Records of labeled points:
-- BEGIN --

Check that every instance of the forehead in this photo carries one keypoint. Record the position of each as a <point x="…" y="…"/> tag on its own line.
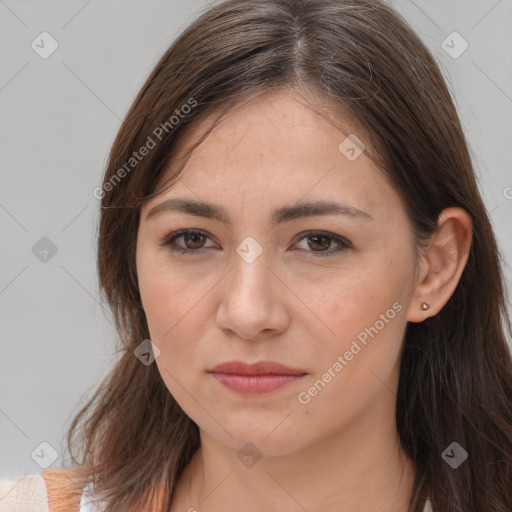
<point x="276" y="149"/>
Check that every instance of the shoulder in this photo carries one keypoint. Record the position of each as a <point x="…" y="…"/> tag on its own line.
<point x="53" y="490"/>
<point x="24" y="494"/>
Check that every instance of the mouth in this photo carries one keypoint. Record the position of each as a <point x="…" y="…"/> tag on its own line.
<point x="257" y="378"/>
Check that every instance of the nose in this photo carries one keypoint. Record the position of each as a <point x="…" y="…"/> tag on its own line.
<point x="254" y="300"/>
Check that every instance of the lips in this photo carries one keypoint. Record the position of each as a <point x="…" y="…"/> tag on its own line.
<point x="256" y="378"/>
<point x="260" y="368"/>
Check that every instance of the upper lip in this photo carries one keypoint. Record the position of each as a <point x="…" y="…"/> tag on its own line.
<point x="259" y="368"/>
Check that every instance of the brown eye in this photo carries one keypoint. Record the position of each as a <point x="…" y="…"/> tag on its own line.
<point x="193" y="240"/>
<point x="318" y="244"/>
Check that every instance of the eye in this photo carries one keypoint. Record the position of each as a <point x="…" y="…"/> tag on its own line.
<point x="321" y="240"/>
<point x="193" y="238"/>
<point x="194" y="242"/>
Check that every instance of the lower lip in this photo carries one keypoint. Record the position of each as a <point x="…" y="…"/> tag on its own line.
<point x="255" y="384"/>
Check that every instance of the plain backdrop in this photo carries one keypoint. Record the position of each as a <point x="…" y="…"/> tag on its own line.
<point x="59" y="116"/>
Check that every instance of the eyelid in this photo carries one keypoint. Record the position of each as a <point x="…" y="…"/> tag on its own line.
<point x="343" y="243"/>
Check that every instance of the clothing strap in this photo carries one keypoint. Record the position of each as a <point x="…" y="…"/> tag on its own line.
<point x="64" y="491"/>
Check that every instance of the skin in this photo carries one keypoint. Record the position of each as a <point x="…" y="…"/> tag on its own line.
<point x="340" y="451"/>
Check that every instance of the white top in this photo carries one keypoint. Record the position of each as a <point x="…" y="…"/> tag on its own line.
<point x="28" y="494"/>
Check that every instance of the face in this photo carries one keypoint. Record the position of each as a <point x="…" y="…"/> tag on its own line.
<point x="325" y="293"/>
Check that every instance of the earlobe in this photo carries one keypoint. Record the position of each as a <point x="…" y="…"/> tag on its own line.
<point x="443" y="263"/>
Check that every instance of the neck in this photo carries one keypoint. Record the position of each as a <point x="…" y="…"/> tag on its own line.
<point x="361" y="467"/>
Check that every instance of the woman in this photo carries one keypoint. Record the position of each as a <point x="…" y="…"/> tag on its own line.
<point x="304" y="278"/>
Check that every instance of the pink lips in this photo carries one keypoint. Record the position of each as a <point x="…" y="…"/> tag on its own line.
<point x="257" y="378"/>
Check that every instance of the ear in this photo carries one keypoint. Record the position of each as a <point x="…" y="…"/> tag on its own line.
<point x="442" y="263"/>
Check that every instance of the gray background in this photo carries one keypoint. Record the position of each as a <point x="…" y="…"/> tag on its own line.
<point x="59" y="118"/>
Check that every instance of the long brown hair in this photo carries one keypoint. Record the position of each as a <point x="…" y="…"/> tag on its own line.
<point x="456" y="369"/>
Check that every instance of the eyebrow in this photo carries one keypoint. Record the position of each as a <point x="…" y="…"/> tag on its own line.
<point x="280" y="215"/>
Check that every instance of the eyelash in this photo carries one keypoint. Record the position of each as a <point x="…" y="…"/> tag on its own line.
<point x="170" y="240"/>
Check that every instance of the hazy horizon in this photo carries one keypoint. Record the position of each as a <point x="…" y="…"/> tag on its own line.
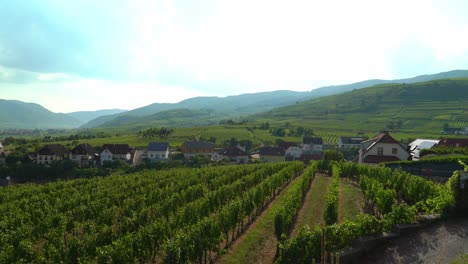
<point x="78" y="56"/>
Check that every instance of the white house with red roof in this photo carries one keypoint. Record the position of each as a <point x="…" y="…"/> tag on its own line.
<point x="382" y="148"/>
<point x="113" y="152"/>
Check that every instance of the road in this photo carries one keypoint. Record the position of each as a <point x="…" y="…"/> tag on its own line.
<point x="437" y="243"/>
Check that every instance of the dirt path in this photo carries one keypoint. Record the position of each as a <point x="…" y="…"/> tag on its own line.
<point x="258" y="243"/>
<point x="438" y="243"/>
<point x="311" y="212"/>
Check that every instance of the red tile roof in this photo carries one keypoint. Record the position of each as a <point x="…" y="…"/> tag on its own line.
<point x="117" y="148"/>
<point x="53" y="149"/>
<point x="379" y="159"/>
<point x="233" y="152"/>
<point x="83" y="149"/>
<point x="271" y="151"/>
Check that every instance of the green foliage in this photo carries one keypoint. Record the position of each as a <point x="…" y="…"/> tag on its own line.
<point x="418" y="108"/>
<point x="134" y="218"/>
<point x="285" y="216"/>
<point x="330" y="214"/>
<point x="333" y="155"/>
<point x="444" y="150"/>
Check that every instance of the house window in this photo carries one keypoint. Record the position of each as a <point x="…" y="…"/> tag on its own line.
<point x="380" y="151"/>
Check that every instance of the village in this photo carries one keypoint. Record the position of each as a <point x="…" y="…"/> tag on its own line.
<point x="382" y="148"/>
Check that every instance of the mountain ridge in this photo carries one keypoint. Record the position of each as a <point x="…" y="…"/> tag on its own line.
<point x="252" y="103"/>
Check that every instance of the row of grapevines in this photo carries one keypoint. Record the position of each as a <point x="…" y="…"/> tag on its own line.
<point x="330" y="215"/>
<point x="381" y="187"/>
<point x="285" y="216"/>
<point x="198" y="241"/>
<point x="65" y="221"/>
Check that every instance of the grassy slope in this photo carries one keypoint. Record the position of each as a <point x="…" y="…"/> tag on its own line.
<point x="350" y="201"/>
<point x="311" y="212"/>
<point x="422" y="108"/>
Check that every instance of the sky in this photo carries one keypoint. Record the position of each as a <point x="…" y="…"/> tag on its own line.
<point x="70" y="55"/>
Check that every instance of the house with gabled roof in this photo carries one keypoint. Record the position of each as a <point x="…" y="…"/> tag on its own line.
<point x="417" y="145"/>
<point x="382" y="148"/>
<point x="271" y="154"/>
<point x="234" y="154"/>
<point x="114" y="152"/>
<point x="454" y="142"/>
<point x="349" y="142"/>
<point x="192" y="149"/>
<point x="84" y="155"/>
<point x="50" y="153"/>
<point x="157" y="151"/>
<point x="312" y="145"/>
<point x="2" y="158"/>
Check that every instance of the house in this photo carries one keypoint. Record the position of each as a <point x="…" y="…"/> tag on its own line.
<point x="192" y="149"/>
<point x="455" y="130"/>
<point x="2" y="158"/>
<point x="157" y="151"/>
<point x="349" y="142"/>
<point x="453" y="142"/>
<point x="419" y="144"/>
<point x="293" y="152"/>
<point x="84" y="155"/>
<point x="114" y="152"/>
<point x="306" y="158"/>
<point x="50" y="153"/>
<point x="382" y="148"/>
<point x="234" y="154"/>
<point x="312" y="145"/>
<point x="271" y="154"/>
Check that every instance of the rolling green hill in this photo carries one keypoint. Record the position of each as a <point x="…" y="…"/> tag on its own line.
<point x="86" y="116"/>
<point x="420" y="107"/>
<point x="240" y="105"/>
<point x="218" y="108"/>
<point x="17" y="114"/>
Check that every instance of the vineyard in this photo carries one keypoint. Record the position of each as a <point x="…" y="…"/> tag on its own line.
<point x="195" y="215"/>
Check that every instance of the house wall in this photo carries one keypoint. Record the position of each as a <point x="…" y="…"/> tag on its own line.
<point x="158" y="155"/>
<point x="106" y="155"/>
<point x="294" y="152"/>
<point x="210" y="155"/>
<point x="82" y="160"/>
<point x="312" y="148"/>
<point x="236" y="159"/>
<point x="46" y="159"/>
<point x="267" y="158"/>
<point x="402" y="154"/>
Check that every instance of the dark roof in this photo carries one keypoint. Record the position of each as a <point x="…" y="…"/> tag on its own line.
<point x="83" y="149"/>
<point x="351" y="140"/>
<point x="286" y="145"/>
<point x="233" y="152"/>
<point x="454" y="142"/>
<point x="309" y="157"/>
<point x="198" y="145"/>
<point x="383" y="137"/>
<point x="452" y="129"/>
<point x="271" y="151"/>
<point x="312" y="140"/>
<point x="158" y="146"/>
<point x="117" y="148"/>
<point x="53" y="149"/>
<point x="379" y="159"/>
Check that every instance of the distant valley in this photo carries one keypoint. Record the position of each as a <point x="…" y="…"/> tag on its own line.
<point x="210" y="110"/>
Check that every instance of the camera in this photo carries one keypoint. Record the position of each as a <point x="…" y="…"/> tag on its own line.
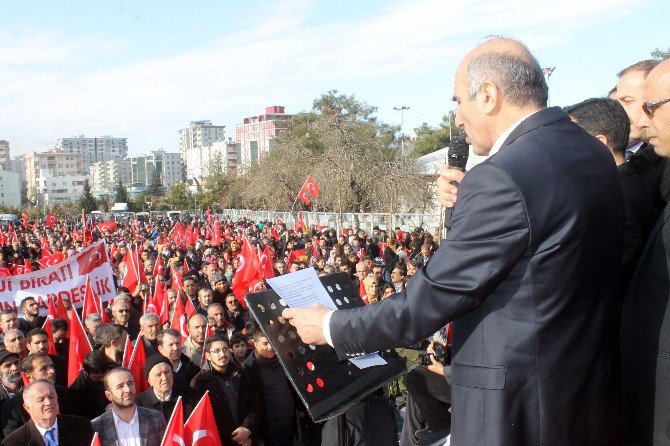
<point x="441" y="353"/>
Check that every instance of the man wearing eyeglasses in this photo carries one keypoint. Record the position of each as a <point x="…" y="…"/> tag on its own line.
<point x="650" y="167"/>
<point x="645" y="326"/>
<point x="235" y="402"/>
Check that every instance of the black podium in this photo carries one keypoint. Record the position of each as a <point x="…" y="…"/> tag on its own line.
<point x="327" y="386"/>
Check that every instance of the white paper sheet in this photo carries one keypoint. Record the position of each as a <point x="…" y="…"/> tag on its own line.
<point x="302" y="289"/>
<point x="363" y="362"/>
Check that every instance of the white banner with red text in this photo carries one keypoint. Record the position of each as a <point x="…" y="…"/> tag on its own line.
<point x="66" y="280"/>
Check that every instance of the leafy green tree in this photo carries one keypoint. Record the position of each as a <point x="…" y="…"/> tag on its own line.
<point x="431" y="139"/>
<point x="87" y="201"/>
<point x="661" y="54"/>
<point x="122" y="195"/>
<point x="155" y="188"/>
<point x="353" y="158"/>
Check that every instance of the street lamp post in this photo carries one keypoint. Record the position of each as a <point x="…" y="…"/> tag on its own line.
<point x="402" y="121"/>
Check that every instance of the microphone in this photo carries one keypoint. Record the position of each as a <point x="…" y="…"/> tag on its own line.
<point x="457" y="158"/>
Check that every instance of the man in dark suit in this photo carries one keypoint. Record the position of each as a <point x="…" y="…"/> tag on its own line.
<point x="36" y="366"/>
<point x="528" y="273"/>
<point x="163" y="395"/>
<point x="38" y="342"/>
<point x="126" y="422"/>
<point x="46" y="427"/>
<point x="645" y="326"/>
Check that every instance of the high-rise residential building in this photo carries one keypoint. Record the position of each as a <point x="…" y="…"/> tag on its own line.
<point x="18" y="165"/>
<point x="192" y="140"/>
<point x="93" y="150"/>
<point x="4" y="154"/>
<point x="105" y="175"/>
<point x="58" y="164"/>
<point x="10" y="189"/>
<point x="255" y="136"/>
<point x="54" y="189"/>
<point x="169" y="166"/>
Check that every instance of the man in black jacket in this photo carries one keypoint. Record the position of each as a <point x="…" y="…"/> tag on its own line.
<point x="46" y="426"/>
<point x="528" y="272"/>
<point x="163" y="395"/>
<point x="236" y="405"/>
<point x="36" y="366"/>
<point x="276" y="393"/>
<point x="169" y="345"/>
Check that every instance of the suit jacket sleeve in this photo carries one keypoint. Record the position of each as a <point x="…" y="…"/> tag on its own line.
<point x="490" y="232"/>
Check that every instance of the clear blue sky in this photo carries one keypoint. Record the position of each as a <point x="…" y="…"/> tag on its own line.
<point x="143" y="70"/>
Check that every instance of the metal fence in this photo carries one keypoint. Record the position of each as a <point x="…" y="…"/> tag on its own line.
<point x="365" y="221"/>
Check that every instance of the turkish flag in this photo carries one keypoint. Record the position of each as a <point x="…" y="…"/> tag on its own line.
<point x="92" y="303"/>
<point x="108" y="226"/>
<point x="159" y="268"/>
<point x="48" y="260"/>
<point x="200" y="428"/>
<point x="312" y="187"/>
<point x="266" y="270"/>
<point x="56" y="309"/>
<point x="300" y="224"/>
<point x="177" y="280"/>
<point x="297" y="255"/>
<point x="174" y="433"/>
<point x="51" y="220"/>
<point x="130" y="279"/>
<point x="303" y="196"/>
<point x="136" y="365"/>
<point x="161" y="301"/>
<point x="92" y="258"/>
<point x="50" y="335"/>
<point x="179" y="319"/>
<point x="127" y="352"/>
<point x="79" y="348"/>
<point x="247" y="271"/>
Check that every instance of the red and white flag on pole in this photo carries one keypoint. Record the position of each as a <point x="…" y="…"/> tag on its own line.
<point x="79" y="348"/>
<point x="309" y="188"/>
<point x="136" y="365"/>
<point x="174" y="433"/>
<point x="200" y="428"/>
<point x="179" y="319"/>
<point x="96" y="440"/>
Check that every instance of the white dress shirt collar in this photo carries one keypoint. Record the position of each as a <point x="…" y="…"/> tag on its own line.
<point x="159" y="397"/>
<point x="501" y="139"/>
<point x="43" y="431"/>
<point x="128" y="434"/>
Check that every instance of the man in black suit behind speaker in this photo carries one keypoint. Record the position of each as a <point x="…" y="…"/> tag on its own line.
<point x="528" y="273"/>
<point x="46" y="426"/>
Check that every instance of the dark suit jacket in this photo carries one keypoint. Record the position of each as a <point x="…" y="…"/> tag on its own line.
<point x="72" y="431"/>
<point x="14" y="416"/>
<point x="529" y="274"/>
<point x="645" y="344"/>
<point x="248" y="406"/>
<point x="149" y="400"/>
<point x="152" y="427"/>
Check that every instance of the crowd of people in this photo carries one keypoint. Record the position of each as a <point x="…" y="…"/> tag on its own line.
<point x="252" y="400"/>
<point x="520" y="282"/>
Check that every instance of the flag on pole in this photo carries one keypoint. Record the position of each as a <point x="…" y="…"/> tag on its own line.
<point x="200" y="428"/>
<point x="548" y="71"/>
<point x="136" y="365"/>
<point x="79" y="348"/>
<point x="174" y="433"/>
<point x="309" y="188"/>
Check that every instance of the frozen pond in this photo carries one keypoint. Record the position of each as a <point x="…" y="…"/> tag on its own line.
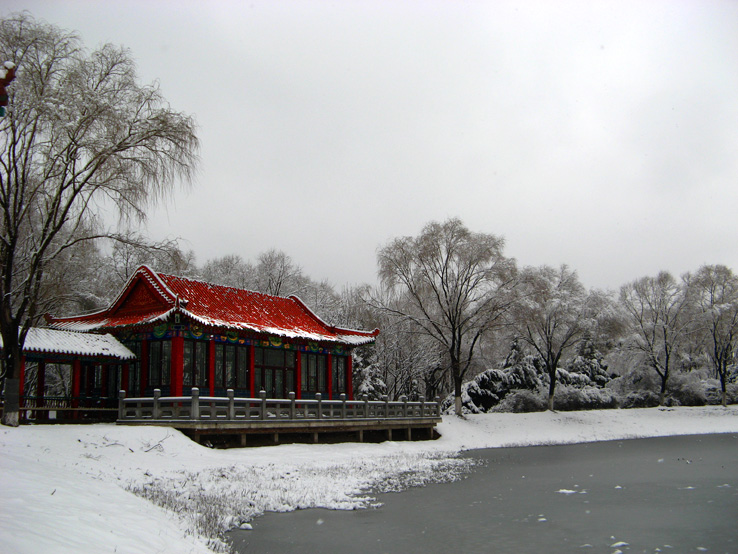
<point x="672" y="494"/>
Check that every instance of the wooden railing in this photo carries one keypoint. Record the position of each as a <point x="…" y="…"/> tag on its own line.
<point x="269" y="410"/>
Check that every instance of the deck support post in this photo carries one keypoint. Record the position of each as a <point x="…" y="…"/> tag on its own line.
<point x="231" y="405"/>
<point x="121" y="404"/>
<point x="195" y="406"/>
<point x="155" y="408"/>
<point x="292" y="405"/>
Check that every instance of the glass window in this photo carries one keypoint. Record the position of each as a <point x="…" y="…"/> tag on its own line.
<point x="219" y="357"/>
<point x="188" y="363"/>
<point x="339" y="374"/>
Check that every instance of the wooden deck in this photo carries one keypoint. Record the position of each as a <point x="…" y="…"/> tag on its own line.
<point x="205" y="418"/>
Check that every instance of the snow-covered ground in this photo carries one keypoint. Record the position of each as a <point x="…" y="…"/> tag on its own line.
<point x="66" y="489"/>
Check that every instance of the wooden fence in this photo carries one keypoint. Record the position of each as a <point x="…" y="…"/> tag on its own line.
<point x="230" y="409"/>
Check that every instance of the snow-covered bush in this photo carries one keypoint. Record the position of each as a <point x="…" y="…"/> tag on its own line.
<point x="686" y="389"/>
<point x="570" y="398"/>
<point x="590" y="362"/>
<point x="714" y="393"/>
<point x="565" y="378"/>
<point x="640" y="399"/>
<point x="520" y="401"/>
<point x="488" y="388"/>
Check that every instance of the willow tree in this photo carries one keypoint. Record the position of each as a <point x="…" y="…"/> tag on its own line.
<point x="713" y="295"/>
<point x="552" y="312"/>
<point x="80" y="131"/>
<point x="657" y="311"/>
<point x="452" y="284"/>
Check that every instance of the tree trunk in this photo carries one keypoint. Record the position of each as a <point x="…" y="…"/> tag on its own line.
<point x="457" y="395"/>
<point x="662" y="393"/>
<point x="11" y="406"/>
<point x="551" y="389"/>
<point x="12" y="360"/>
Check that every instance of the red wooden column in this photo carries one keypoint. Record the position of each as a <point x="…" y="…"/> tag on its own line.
<point x="252" y="368"/>
<point x="124" y="377"/>
<point x="144" y="367"/>
<point x="211" y="365"/>
<point x="21" y="380"/>
<point x="176" y="367"/>
<point x="349" y="377"/>
<point x="40" y="385"/>
<point x="104" y="378"/>
<point x="329" y="376"/>
<point x="298" y="375"/>
<point x="76" y="382"/>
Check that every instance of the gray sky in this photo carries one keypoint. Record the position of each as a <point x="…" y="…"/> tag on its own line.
<point x="603" y="135"/>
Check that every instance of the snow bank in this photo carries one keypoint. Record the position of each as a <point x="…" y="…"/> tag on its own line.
<point x="67" y="488"/>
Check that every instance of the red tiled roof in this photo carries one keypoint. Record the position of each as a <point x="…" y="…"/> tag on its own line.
<point x="150" y="297"/>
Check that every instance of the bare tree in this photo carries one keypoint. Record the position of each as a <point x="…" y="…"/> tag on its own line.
<point x="276" y="273"/>
<point x="80" y="131"/>
<point x="713" y="294"/>
<point x="656" y="308"/>
<point x="454" y="285"/>
<point x="552" y="313"/>
<point x="230" y="270"/>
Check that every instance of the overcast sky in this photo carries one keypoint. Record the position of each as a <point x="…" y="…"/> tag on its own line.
<point x="603" y="135"/>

-- END --

Please write out the material again between the line holding "Check that every instance of the tree" and the end of the material, inclusive, leaving every other line unchanged. Multiply each x and y coordinate in the points by 1.65 and round to whole numbers, with halves rounding up.

Solved exercise
Check that every instance of the tree trunk in this photo carries one keypoint. Record the position of each as a <point x="…" y="…"/> tag on its own line.
<point x="754" y="652"/>
<point x="1092" y="648"/>
<point x="18" y="670"/>
<point x="909" y="642"/>
<point x="20" y="594"/>
Check that every instance of the red wooden column in this photo carries one keypoint. Record the position of each as a <point x="…" y="…"/> tag on its own line.
<point x="416" y="607"/>
<point x="205" y="622"/>
<point x="238" y="606"/>
<point x="348" y="602"/>
<point x="35" y="627"/>
<point x="290" y="606"/>
<point x="576" y="622"/>
<point x="66" y="635"/>
<point x="172" y="624"/>
<point x="543" y="620"/>
<point x="492" y="619"/>
<point x="125" y="630"/>
Check that every instance of the gray sky in this photo carries one keypoint. Record the position of each as a <point x="…" y="…"/> tag on its own line.
<point x="995" y="223"/>
Check that every instance of the snow bank in this photo carries one keypoint. Record the position of each as a <point x="…" y="…"/> tag on its own line.
<point x="111" y="805"/>
Check that every instance of the red tiled roof in this photo carries one keypoint. Record the position of each as a <point x="…" y="…"/> tag on its own line.
<point x="248" y="490"/>
Check that every instance of the bare tree in this photo carries one keypoint. Record the position of each as a <point x="…" y="…"/> tag on its own line.
<point x="455" y="450"/>
<point x="132" y="216"/>
<point x="1176" y="485"/>
<point x="1082" y="508"/>
<point x="749" y="470"/>
<point x="911" y="516"/>
<point x="380" y="446"/>
Check that every instance of the overcast sky in this photo carries one keypoint. Record the position of each as a <point x="…" y="…"/> tag on its own line.
<point x="995" y="223"/>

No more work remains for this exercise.